__To do__: Make an exact copy of the listing below.

------ Data for the task

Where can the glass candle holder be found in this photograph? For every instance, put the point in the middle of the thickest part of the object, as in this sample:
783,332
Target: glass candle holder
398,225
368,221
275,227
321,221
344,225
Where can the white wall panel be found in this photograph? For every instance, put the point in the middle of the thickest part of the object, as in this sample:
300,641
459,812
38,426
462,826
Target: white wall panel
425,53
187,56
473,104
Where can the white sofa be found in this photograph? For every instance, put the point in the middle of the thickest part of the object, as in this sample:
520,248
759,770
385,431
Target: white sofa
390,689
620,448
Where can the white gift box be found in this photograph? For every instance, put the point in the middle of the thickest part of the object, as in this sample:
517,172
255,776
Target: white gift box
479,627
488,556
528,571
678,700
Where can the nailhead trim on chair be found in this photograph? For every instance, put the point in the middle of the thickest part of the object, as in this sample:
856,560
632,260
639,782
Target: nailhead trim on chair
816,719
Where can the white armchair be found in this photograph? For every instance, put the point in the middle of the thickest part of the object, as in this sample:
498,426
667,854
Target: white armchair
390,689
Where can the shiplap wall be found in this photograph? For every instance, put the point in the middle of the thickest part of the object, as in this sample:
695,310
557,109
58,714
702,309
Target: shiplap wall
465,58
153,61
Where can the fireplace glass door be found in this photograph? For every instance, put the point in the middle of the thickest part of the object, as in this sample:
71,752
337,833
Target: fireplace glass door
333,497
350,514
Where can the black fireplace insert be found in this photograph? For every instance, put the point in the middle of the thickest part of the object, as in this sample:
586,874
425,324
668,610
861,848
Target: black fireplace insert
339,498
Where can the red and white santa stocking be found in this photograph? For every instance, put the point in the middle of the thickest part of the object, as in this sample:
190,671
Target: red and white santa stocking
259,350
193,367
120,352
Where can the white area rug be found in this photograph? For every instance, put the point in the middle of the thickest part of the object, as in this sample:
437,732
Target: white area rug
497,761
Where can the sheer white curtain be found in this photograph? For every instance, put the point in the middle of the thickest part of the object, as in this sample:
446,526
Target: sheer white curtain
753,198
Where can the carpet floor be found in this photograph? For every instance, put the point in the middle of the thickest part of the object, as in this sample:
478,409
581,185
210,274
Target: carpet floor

------------

__Output of the exercise__:
Where can the glass candle holder be found in this photograph? For every instance, put the point in the middle of the thickest part of the object, as in this sample:
783,332
Target: glass candle holder
398,225
368,221
275,227
321,221
344,225
Where can the white wall panel be found in this photograph? For every instance, put the point in the middle of the thickest part of the object, as in this sample:
300,641
459,812
38,426
462,826
Target: white wall panel
425,53
187,56
473,104
Where can the white sofa be found in this photograph? For every instance, put the point in the middle of the thickest part of the object, as in this sample:
520,248
759,770
385,431
Target: white sofa
390,689
620,448
Where can the white gift box be found in this photograph? For every instance, put the point in the middle of the thickest part of the object, as in this sample:
517,172
255,776
Target: white gift box
479,627
488,556
528,571
678,700
Where can the nailhead trim on chair be found in this photograph? For every instance, put the point in the middle of the thickest part of the object, as in this sample:
856,560
632,260
639,782
Target: nailhead trim on chair
816,719
Where can the white armchair be found in this photograph? For every instance, put the point in the middle of the thickest part of the object, as in this sample:
498,426
667,854
Target: white armchair
390,689
Where can the shiplap wall be found in this photograph? For every instance, put the point in the middle of the thickest part of the object, as in this sample:
695,310
557,109
58,714
702,309
Target: shiplap wall
465,58
153,61
Where can the fireplace glass door be found in this photograph? For every instance, put the point in the middle of the thickest part of the object, as in this sample:
71,752
337,833
Target: fireplace glass door
333,497
350,514
Where can the black fireplace insert be found in this photograph? For every instance, put the point in the middle of the thickest part of the object, as in this sample:
586,874
425,324
668,610
861,848
Target: black fireplace insert
339,498
Where can the red and white santa stocking be found in this photograph? For every instance, put the point in the middle of the thickest part of the object, as in this sample:
190,671
Target: red and white santa stocking
259,350
193,367
120,352
Where can the white area rug be found in this photograph? For every instance, put the point in the middle of the thickest part of the object, as in this sample:
437,732
Target: white area rug
497,761
Where can the sheer white curtain be found in this photograph? For every instance, put the point in the middle of the thickest part of the object, as in this sample:
446,526
Target: sheer white curtain
753,198
Where can the carpet floor be found in this photograph? For every instance, put the point in the middle of the thickest part of the object, as in this sample:
478,409
581,185
210,274
Target: carpet floor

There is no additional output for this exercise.